┌──

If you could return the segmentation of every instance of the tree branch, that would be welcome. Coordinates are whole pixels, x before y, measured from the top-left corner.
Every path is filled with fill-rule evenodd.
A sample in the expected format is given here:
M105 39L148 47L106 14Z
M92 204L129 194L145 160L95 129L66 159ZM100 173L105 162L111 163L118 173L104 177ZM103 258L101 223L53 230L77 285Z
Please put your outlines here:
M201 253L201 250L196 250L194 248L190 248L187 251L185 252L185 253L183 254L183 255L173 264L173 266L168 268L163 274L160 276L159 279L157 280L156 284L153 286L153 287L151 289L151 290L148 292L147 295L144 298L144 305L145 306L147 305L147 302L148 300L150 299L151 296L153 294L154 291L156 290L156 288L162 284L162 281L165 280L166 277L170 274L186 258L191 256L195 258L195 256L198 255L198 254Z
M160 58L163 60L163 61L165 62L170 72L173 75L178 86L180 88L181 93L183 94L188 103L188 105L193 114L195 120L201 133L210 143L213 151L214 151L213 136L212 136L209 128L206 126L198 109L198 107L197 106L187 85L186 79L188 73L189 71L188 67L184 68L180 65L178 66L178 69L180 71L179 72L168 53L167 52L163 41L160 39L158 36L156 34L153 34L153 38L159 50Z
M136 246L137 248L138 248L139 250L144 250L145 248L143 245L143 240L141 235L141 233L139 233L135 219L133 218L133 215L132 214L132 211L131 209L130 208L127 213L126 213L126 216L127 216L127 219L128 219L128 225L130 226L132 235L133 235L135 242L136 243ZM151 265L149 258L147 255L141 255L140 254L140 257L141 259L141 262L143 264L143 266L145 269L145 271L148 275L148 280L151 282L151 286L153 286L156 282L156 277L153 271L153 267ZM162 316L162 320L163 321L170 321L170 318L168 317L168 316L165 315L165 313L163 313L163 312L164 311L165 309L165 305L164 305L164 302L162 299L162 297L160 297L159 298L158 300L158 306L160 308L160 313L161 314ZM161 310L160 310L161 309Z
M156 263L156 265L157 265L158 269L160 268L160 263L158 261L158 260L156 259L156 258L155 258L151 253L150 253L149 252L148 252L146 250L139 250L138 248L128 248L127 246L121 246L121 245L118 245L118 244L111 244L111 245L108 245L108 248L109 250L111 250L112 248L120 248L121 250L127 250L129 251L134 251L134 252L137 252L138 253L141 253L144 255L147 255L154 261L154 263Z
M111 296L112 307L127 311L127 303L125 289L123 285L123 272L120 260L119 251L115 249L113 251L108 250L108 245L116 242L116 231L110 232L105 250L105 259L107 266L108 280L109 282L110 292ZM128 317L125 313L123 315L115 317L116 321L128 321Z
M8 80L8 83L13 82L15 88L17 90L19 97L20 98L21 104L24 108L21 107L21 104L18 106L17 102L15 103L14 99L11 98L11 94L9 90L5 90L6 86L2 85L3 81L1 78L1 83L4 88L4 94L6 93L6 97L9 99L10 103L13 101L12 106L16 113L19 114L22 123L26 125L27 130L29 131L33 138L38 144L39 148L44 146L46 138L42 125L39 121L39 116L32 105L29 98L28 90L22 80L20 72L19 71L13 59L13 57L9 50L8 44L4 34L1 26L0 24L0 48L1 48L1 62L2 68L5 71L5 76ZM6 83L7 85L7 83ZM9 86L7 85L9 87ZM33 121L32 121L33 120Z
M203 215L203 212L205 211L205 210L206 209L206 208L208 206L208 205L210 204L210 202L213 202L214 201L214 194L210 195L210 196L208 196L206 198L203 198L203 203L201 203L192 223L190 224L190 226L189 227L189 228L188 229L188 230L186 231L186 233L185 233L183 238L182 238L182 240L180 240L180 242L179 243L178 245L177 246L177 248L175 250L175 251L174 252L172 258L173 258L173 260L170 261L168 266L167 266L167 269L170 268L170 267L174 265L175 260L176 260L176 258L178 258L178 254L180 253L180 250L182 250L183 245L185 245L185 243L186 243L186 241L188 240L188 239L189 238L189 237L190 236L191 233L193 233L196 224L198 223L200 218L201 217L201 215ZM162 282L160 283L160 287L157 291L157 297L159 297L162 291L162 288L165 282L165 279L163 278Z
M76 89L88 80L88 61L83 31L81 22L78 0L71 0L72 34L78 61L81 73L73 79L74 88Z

└──

> [WRITTEN PROBLEM]
Please set down the data word for word, from its first line through the line containing "A sample in".

> [TASK ANSWER]
If you could return the segmentation of every instance of the tree branch, that would be welcome. Coordinates are whole pixels, x before y, measured from the top-left corner.
Every path is filled with fill-rule evenodd.
A sample in the expected format is given here:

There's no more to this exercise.